Angitia's Medicine Chest
Cocullo, 1951, I Serpari, David Seymour
Angitia is a Mountain Herbalist from Abruzzo in pre-roman times. Her people were the plants, the subjugated, those on the periphery. Her spirit resides with medicinal plants and snakes in the mountains. Not widely known, like a lot of the real ones, and often billed merely as a snake charmer by those who have heard of her. But her communion with snakes was more so indicative of her larger relationship and work with the Earth. Angitia was one with the Apennines and the abundance of diverse life forms that called these mountains home. She had deep relationships with the wildlife in order to understand their ecological place, habits, preferences—to best live in a rhythm with them. She dedicated her life to learning from the plants, listening to their much needed messages for people, and passing them on. It can sound romantic, and sometimes it is, but it’s also often thankless work—sacrifice. We love the image of the witch helping her community, but also love to forget how the witches were hunted, turned on by those communities.
The stories the Nonne keep and share about Angitia make sure not to paint over these truths. One of my favorite stories my bisnonna Zuzu told me was about Angitia’s medicine chest. I love the way Zuzu told stories, really calm and matter of fact. She would tell me that Angitia was a doctor before there were doctors. Helping people get better from whatever ailed them. But she didn’t do it by divine force, insisting she herself was not a healer, but a force of nature. She was an outsider from the larger community, operating within a small circle of people who also lived on the periphery. The people of the larger community would judge and ridicule her but would also seek out her assistance.

___

• [ASSIGNED TASK]: Quote the text about Angitia word for word, everything from "The stories the" down to "out her assistance.". The records are separate material and are not connected to the text about Angitia.

___

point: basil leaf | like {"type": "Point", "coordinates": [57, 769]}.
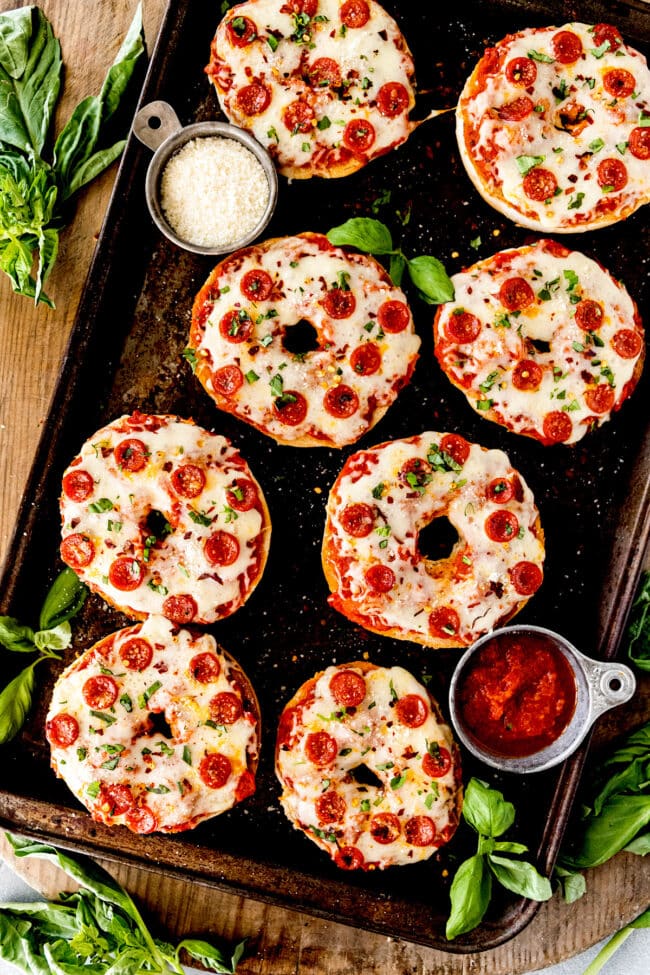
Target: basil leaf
{"type": "Point", "coordinates": [16, 637]}
{"type": "Point", "coordinates": [15, 702]}
{"type": "Point", "coordinates": [486, 810]}
{"type": "Point", "coordinates": [470, 894]}
{"type": "Point", "coordinates": [64, 599]}
{"type": "Point", "coordinates": [366, 234]}
{"type": "Point", "coordinates": [520, 877]}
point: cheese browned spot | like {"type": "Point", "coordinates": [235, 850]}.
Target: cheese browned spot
{"type": "Point", "coordinates": [386, 495]}
{"type": "Point", "coordinates": [155, 728]}
{"type": "Point", "coordinates": [542, 340]}
{"type": "Point", "coordinates": [369, 770]}
{"type": "Point", "coordinates": [326, 86]}
{"type": "Point", "coordinates": [359, 345]}
{"type": "Point", "coordinates": [160, 516]}
{"type": "Point", "coordinates": [552, 127]}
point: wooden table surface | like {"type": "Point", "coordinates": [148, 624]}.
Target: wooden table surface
{"type": "Point", "coordinates": [32, 344]}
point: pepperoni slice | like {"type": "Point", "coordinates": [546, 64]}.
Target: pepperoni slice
{"type": "Point", "coordinates": [339, 303]}
{"type": "Point", "coordinates": [341, 401]}
{"type": "Point", "coordinates": [521, 71]}
{"type": "Point", "coordinates": [77, 551]}
{"type": "Point", "coordinates": [245, 786]}
{"type": "Point", "coordinates": [253, 99]}
{"type": "Point", "coordinates": [298, 117]}
{"type": "Point", "coordinates": [393, 316]}
{"type": "Point", "coordinates": [420, 831]}
{"type": "Point", "coordinates": [502, 526]}
{"type": "Point", "coordinates": [330, 808]}
{"type": "Point", "coordinates": [214, 770]}
{"type": "Point", "coordinates": [456, 446]}
{"type": "Point", "coordinates": [606, 32]}
{"type": "Point", "coordinates": [366, 359]}
{"type": "Point", "coordinates": [62, 730]}
{"type": "Point", "coordinates": [141, 819]}
{"type": "Point", "coordinates": [392, 99]}
{"type": "Point", "coordinates": [236, 326]}
{"type": "Point", "coordinates": [463, 327]}
{"type": "Point", "coordinates": [639, 142]}
{"type": "Point", "coordinates": [205, 667]}
{"type": "Point", "coordinates": [527, 375]}
{"type": "Point", "coordinates": [500, 490]}
{"type": "Point", "coordinates": [526, 578]}
{"type": "Point", "coordinates": [349, 857]}
{"type": "Point", "coordinates": [557, 426]}
{"type": "Point", "coordinates": [241, 31]}
{"type": "Point", "coordinates": [242, 495]}
{"type": "Point", "coordinates": [600, 399]}
{"type": "Point", "coordinates": [590, 315]}
{"type": "Point", "coordinates": [411, 711]}
{"type": "Point", "coordinates": [225, 708]}
{"type": "Point", "coordinates": [355, 13]}
{"type": "Point", "coordinates": [385, 828]}
{"type": "Point", "coordinates": [348, 688]}
{"type": "Point", "coordinates": [188, 480]}
{"type": "Point", "coordinates": [436, 762]}
{"type": "Point", "coordinates": [291, 407]}
{"type": "Point", "coordinates": [516, 294]}
{"type": "Point", "coordinates": [444, 622]}
{"type": "Point", "coordinates": [619, 82]}
{"type": "Point", "coordinates": [324, 73]}
{"type": "Point", "coordinates": [221, 548]}
{"type": "Point", "coordinates": [126, 573]}
{"type": "Point", "coordinates": [612, 173]}
{"type": "Point", "coordinates": [131, 455]}
{"type": "Point", "coordinates": [358, 519]}
{"type": "Point", "coordinates": [516, 110]}
{"type": "Point", "coordinates": [78, 485]}
{"type": "Point", "coordinates": [227, 380]}
{"type": "Point", "coordinates": [539, 184]}
{"type": "Point", "coordinates": [567, 47]}
{"type": "Point", "coordinates": [136, 653]}
{"type": "Point", "coordinates": [359, 135]}
{"type": "Point", "coordinates": [180, 609]}
{"type": "Point", "coordinates": [100, 692]}
{"type": "Point", "coordinates": [256, 285]}
{"type": "Point", "coordinates": [320, 748]}
{"type": "Point", "coordinates": [627, 343]}
{"type": "Point", "coordinates": [379, 577]}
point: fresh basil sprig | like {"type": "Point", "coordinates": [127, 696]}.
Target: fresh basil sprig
{"type": "Point", "coordinates": [34, 191]}
{"type": "Point", "coordinates": [63, 601]}
{"type": "Point", "coordinates": [487, 812]}
{"type": "Point", "coordinates": [373, 237]}
{"type": "Point", "coordinates": [96, 929]}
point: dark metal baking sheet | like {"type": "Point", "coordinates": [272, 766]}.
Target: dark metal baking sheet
{"type": "Point", "coordinates": [125, 353]}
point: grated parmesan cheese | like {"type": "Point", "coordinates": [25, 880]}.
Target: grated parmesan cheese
{"type": "Point", "coordinates": [213, 192]}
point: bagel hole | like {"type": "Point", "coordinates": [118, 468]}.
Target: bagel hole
{"type": "Point", "coordinates": [437, 539]}
{"type": "Point", "coordinates": [301, 338]}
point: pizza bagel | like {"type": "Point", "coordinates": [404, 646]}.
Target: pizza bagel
{"type": "Point", "coordinates": [552, 127]}
{"type": "Point", "coordinates": [356, 342]}
{"type": "Point", "coordinates": [358, 718]}
{"type": "Point", "coordinates": [162, 517]}
{"type": "Point", "coordinates": [381, 501]}
{"type": "Point", "coordinates": [542, 340]}
{"type": "Point", "coordinates": [155, 728]}
{"type": "Point", "coordinates": [326, 86]}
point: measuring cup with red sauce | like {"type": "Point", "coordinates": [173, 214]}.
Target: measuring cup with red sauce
{"type": "Point", "coordinates": [522, 698]}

___

• [SOLUTION BELOW]:
The stories the Nonne keep and share about Angitia make sure not to paint over these truths. One of my favorite stories my bisnonna Zuzu told me was about Angitia’s medicine chest. I love the way Zuzu told stories, really calm and matter of fact. She would tell me that Angitia was a doctor before there were doctors. Helping people get better from whatever ailed them. But she didn’t do it by divine force, insisting she herself was not a healer, but a force of nature. She was an outsider from the larger community, operating within a small circle of people who also lived on the periphery. The people of the larger community would judge and ridicule her but would also seek out her assistance.